**Textausschnitt:**
Urteil vom 23. August 2012
II. sozialrechtliche Abteilung

Besetzung
Bundesrichter U. Meyer, Präsident,
Bundesrichter Kernen, Bundesrichterin Pfiffner Rauber,
Gerichtsschreiber Fessler.

Verfahrensbeteiligte
IV-Stelle Basel-Stadt, Lange Gasse 7, 4052 Basel,
Beschwerdeführerin,

gegen

R.________,
vertreten durch Advokat Daniel Olstein,
Beschwerdegegner.

Gegenstand
Invalidenversicherung (Invalidenrente; Invaliden-einkommen),

Beschwerde gegen den Entscheid des Sozialversiche-rungsgerichts Basel-Stadt vom
10. Januar 2012.

Sachverhalt:

A.
Mit Verfügung vom 10. August 2011 verneinte die IV-Stelle Basel-Stadt den
Anspruch von R.________ auf eine Rente der Invalidenversicherung.

**Gestellte Aufgabe 1:**
Zähle, wie viele Zeilen der Einträge unten die Zeichenfolge „cloud“ enthalten. Nenne nur die Zahl.

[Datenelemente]
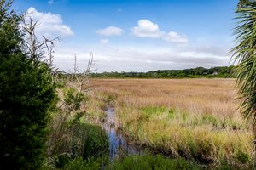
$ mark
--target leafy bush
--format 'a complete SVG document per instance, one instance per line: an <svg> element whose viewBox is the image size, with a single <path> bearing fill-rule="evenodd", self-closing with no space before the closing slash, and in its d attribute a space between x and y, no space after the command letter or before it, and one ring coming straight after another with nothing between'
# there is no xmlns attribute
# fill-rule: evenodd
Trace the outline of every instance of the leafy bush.
<svg viewBox="0 0 256 170"><path fill-rule="evenodd" d="M11 2L0 1L0 160L9 169L37 169L55 83L47 65L23 53L21 17L9 9Z"/></svg>

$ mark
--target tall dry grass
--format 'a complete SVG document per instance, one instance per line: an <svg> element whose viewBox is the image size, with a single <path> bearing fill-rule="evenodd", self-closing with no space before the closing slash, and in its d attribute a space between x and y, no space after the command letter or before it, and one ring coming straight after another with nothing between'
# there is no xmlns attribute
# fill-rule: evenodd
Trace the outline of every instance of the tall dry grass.
<svg viewBox="0 0 256 170"><path fill-rule="evenodd" d="M247 164L252 133L233 79L94 79L131 141L202 162ZM111 96L111 97L109 97Z"/></svg>

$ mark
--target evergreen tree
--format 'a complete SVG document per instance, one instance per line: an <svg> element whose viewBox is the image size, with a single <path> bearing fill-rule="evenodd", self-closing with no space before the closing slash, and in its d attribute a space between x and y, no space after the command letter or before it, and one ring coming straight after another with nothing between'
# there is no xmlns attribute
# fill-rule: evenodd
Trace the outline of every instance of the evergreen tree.
<svg viewBox="0 0 256 170"><path fill-rule="evenodd" d="M0 162L8 169L38 169L55 83L46 64L23 53L22 18L11 4L0 0Z"/></svg>

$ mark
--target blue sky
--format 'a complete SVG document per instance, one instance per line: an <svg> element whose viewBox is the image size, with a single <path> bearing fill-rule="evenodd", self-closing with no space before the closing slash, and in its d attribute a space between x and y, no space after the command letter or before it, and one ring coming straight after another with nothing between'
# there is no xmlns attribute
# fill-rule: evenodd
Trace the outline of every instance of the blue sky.
<svg viewBox="0 0 256 170"><path fill-rule="evenodd" d="M37 34L61 37L55 64L81 68L90 52L97 71L148 71L230 65L237 0L15 0L40 23Z"/></svg>

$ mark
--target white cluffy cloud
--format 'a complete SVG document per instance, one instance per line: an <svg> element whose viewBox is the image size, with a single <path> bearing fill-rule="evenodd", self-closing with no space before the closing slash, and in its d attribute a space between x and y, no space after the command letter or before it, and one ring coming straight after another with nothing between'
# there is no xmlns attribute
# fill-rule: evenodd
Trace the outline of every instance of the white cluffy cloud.
<svg viewBox="0 0 256 170"><path fill-rule="evenodd" d="M71 28L63 24L61 16L59 14L41 13L31 7L27 9L25 16L26 23L30 17L38 22L38 26L36 28L36 35L38 37L44 36L52 38L55 37L65 37L74 35Z"/></svg>
<svg viewBox="0 0 256 170"><path fill-rule="evenodd" d="M48 1L48 3L50 4L50 5L53 4L54 3L55 3L55 0L49 0Z"/></svg>
<svg viewBox="0 0 256 170"><path fill-rule="evenodd" d="M108 26L96 32L102 36L120 36L124 33L124 30L115 26Z"/></svg>
<svg viewBox="0 0 256 170"><path fill-rule="evenodd" d="M162 38L167 42L186 44L189 40L185 35L178 34L176 31L166 33L161 31L157 24L148 20L137 21L137 26L131 29L133 35L138 37Z"/></svg>
<svg viewBox="0 0 256 170"><path fill-rule="evenodd" d="M102 43L102 44L106 44L106 43L108 43L108 42L109 42L108 39L101 39L100 42L101 42L101 43Z"/></svg>
<svg viewBox="0 0 256 170"><path fill-rule="evenodd" d="M164 36L164 32L161 32L157 24L148 20L141 20L137 22L137 26L131 29L132 33L139 37L152 37L159 38Z"/></svg>

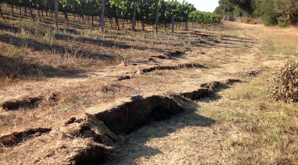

**Gestellte Aufgabe 2:**
Erkläre anhand des Urteilsauszugs, worum es in dem Verfahren geht und welche Verfügung der IV-Stelle Basel-Stadt ihm vorausging.

**Lösung der Aufgabe 1:**
2

**Lösung der Aufgabe 2:**
Das Verfahren betrifft die Invalidenversicherung, genauer die Invalidenrente und das Invalideneinkommen. Es ist eine Beschwerde gegen den Entscheid des Sozialversicherungsgerichts Basel-Stadt vom 10. Januar 2012. Vorausgegangen war die Verfügung vom 10. August 2011, mit der die IV-Stelle Basel-Stadt den Anspruch von R.________ auf eine Rente der Invalidenversicherung verneinte.